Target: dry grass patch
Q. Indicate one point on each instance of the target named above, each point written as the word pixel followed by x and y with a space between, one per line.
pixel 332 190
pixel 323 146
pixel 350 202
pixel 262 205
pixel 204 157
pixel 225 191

■ **SHORT PROBLEM**: Render every line of the material above as a numbered list, skipping any blank lines.

■ **EXERCISE RESULT**:
1. Target: dry grass patch
2. Q. Indicate one point on each instance of the target named above, each point written as the word pixel followed by x and y with a space between, one per line.
3. pixel 332 190
4. pixel 323 146
5. pixel 350 202
6. pixel 262 205
7. pixel 204 157
8. pixel 225 191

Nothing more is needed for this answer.